* **TASK BRIEF**
Filter the data below and copy out each line in which the word "query" appears.

* **DATA EXCERPTS**
★ ★ ★

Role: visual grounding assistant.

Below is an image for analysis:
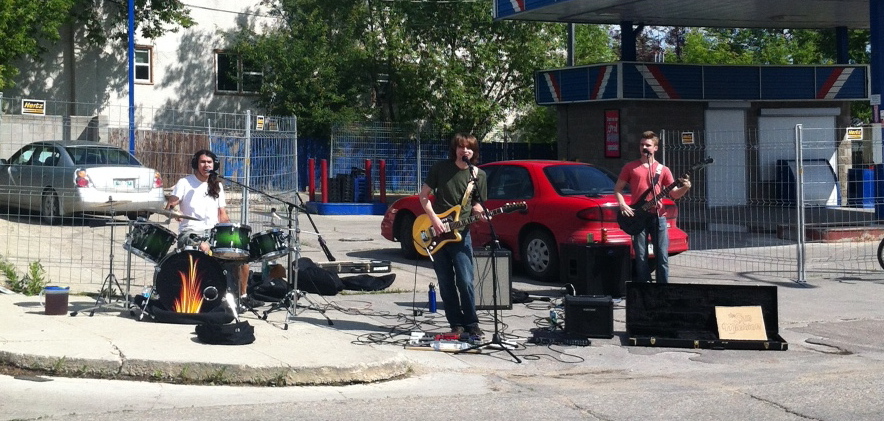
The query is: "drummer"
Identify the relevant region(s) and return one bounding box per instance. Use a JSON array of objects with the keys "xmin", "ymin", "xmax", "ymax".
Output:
[{"xmin": 166, "ymin": 149, "xmax": 263, "ymax": 307}]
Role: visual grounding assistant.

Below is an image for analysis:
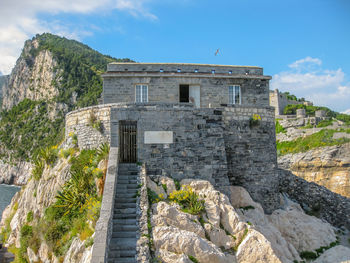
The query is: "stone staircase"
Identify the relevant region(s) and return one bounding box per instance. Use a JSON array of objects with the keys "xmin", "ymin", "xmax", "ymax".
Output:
[{"xmin": 107, "ymin": 164, "xmax": 139, "ymax": 263}]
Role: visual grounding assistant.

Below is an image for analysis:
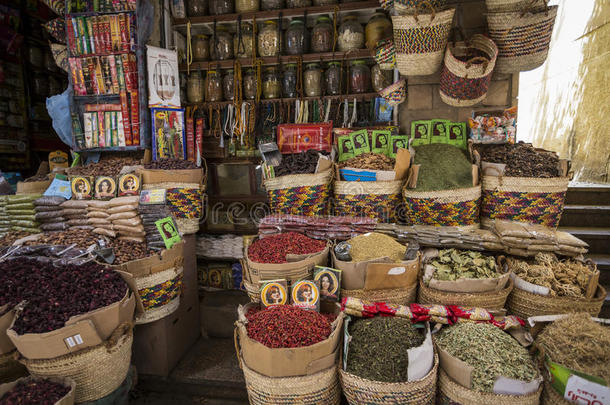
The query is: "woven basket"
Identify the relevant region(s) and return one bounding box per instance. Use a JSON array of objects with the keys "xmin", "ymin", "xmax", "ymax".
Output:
[
  {"xmin": 264, "ymin": 169, "xmax": 333, "ymax": 216},
  {"xmin": 240, "ymin": 362, "xmax": 341, "ymax": 405},
  {"xmin": 402, "ymin": 185, "xmax": 481, "ymax": 227},
  {"xmin": 506, "ymin": 285, "xmax": 606, "ymax": 319},
  {"xmin": 481, "ymin": 175, "xmax": 570, "ymax": 228},
  {"xmin": 438, "ymin": 368, "xmax": 542, "ymax": 405},
  {"xmin": 487, "ymin": 6, "xmax": 557, "ymax": 73},
  {"xmin": 417, "ymin": 279, "xmax": 513, "ymax": 310},
  {"xmin": 392, "ymin": 9, "xmax": 455, "ymax": 76},
  {"xmin": 20, "ymin": 323, "xmax": 133, "ymax": 402},
  {"xmin": 439, "ymin": 34, "xmax": 498, "ymax": 107},
  {"xmin": 379, "ymin": 78, "xmax": 407, "ymax": 105},
  {"xmin": 334, "ymin": 180, "xmax": 402, "ymax": 222}
]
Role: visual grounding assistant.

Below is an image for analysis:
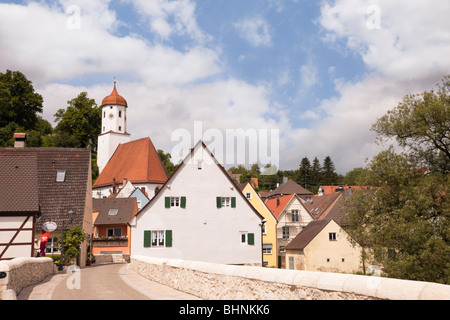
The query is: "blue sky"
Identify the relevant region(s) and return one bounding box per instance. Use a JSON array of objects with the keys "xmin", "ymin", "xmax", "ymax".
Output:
[{"xmin": 0, "ymin": 0, "xmax": 450, "ymax": 174}]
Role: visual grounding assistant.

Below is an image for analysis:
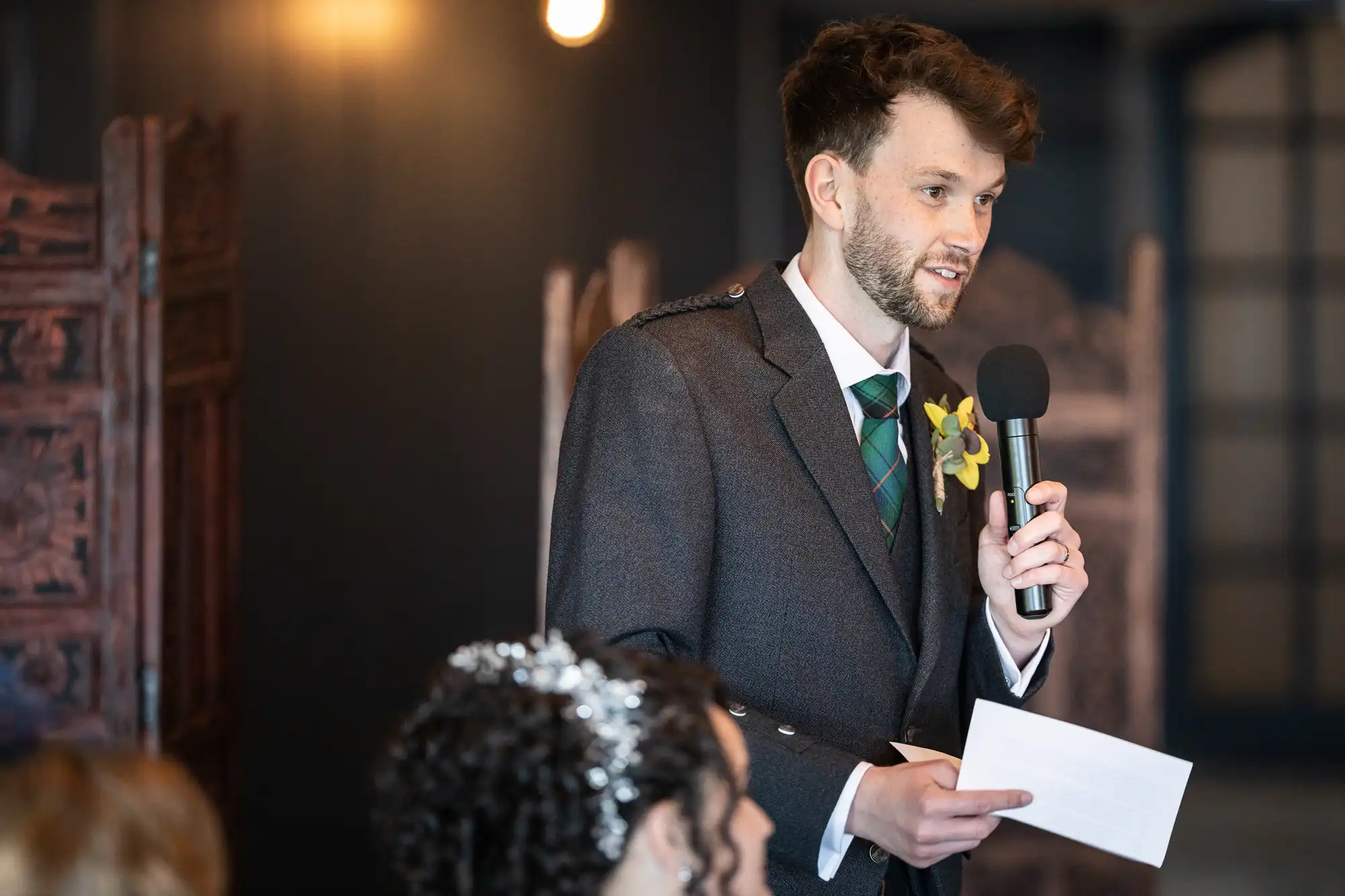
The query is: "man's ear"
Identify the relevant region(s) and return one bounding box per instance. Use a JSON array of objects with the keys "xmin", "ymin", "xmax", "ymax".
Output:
[
  {"xmin": 640, "ymin": 799, "xmax": 693, "ymax": 880},
  {"xmin": 803, "ymin": 152, "xmax": 850, "ymax": 230}
]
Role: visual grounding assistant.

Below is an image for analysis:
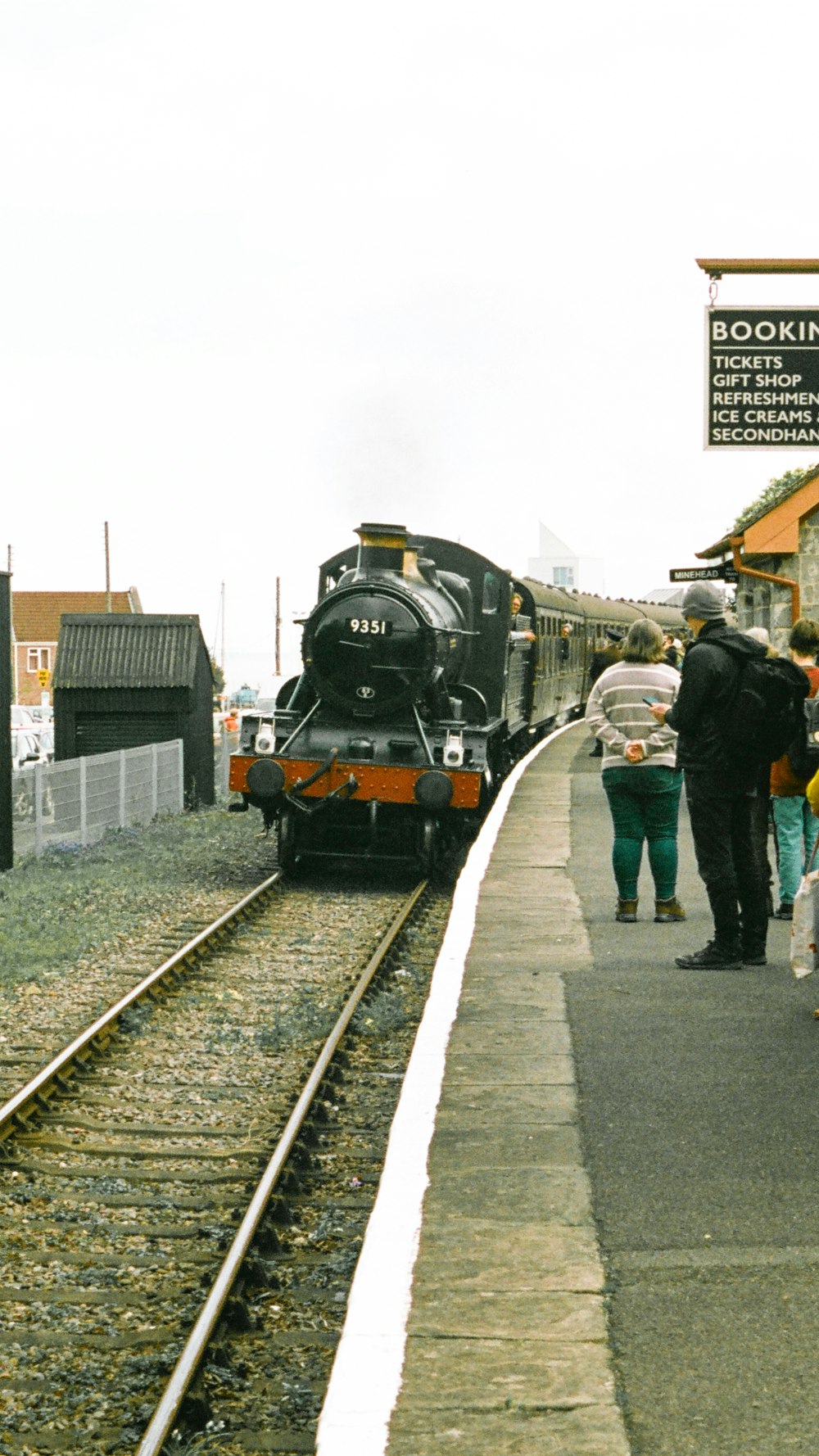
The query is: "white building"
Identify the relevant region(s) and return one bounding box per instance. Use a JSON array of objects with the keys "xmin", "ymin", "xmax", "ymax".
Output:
[{"xmin": 526, "ymin": 522, "xmax": 606, "ymax": 597}]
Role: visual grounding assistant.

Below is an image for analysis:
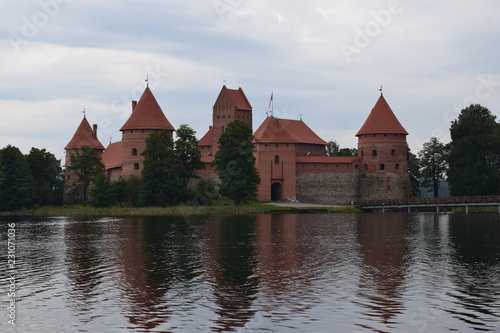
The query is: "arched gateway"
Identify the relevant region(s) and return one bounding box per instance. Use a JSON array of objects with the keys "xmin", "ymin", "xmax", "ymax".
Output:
[{"xmin": 271, "ymin": 182, "xmax": 283, "ymax": 201}]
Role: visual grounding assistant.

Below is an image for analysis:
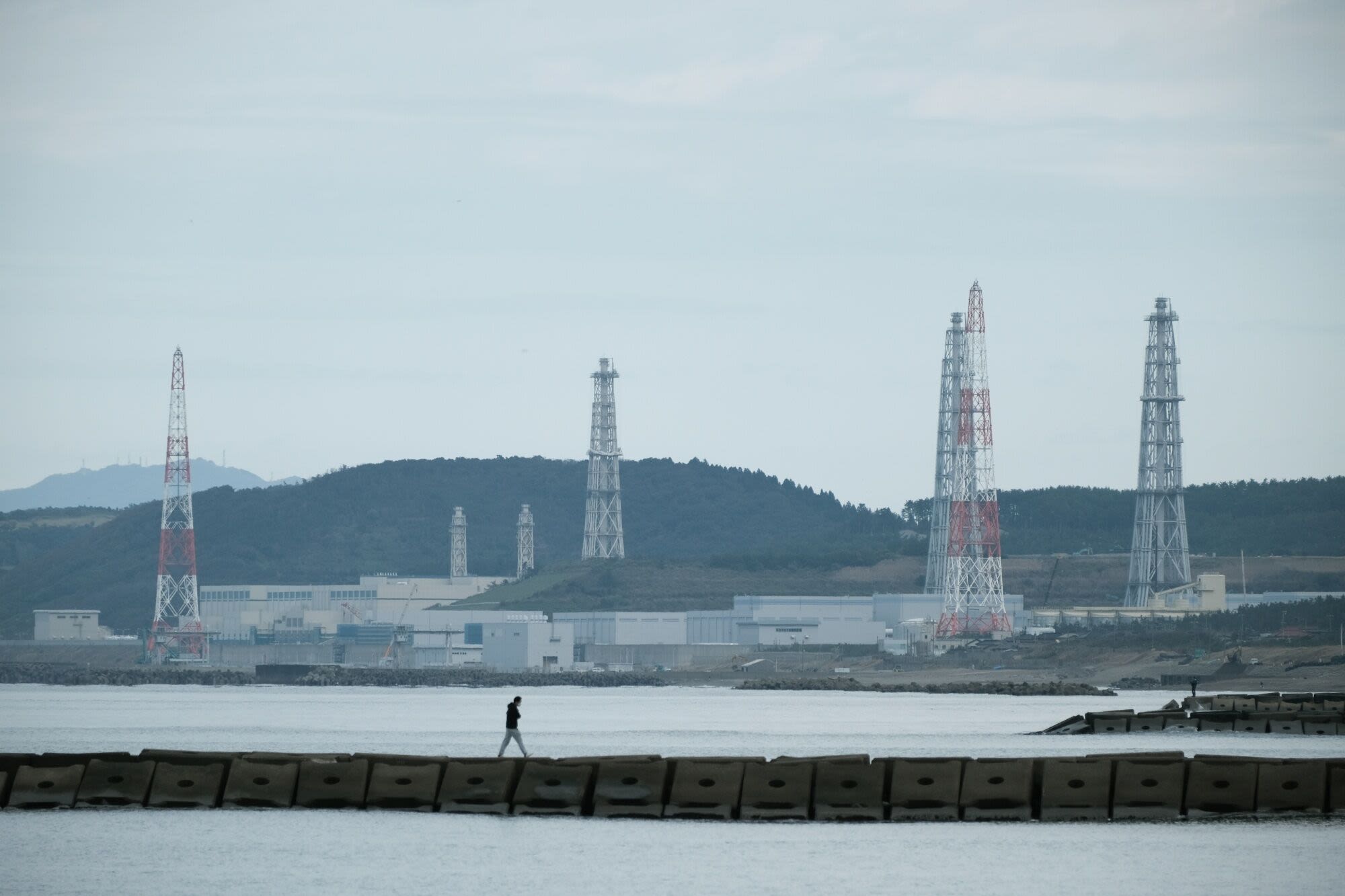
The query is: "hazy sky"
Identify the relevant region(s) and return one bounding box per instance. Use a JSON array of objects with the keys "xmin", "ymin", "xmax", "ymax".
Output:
[{"xmin": 0, "ymin": 0, "xmax": 1345, "ymax": 506}]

★ ★ ★

* **RESPONSE TO THE EXERCISE**
The query is: "drummer"
The query is: "stone staircase"
The query is: "woven basket"
The query is: "blue sky"
The query is: "man's ear"
The query is: "white building"
The query is: "arched gateway"
The query is: "hazy sky"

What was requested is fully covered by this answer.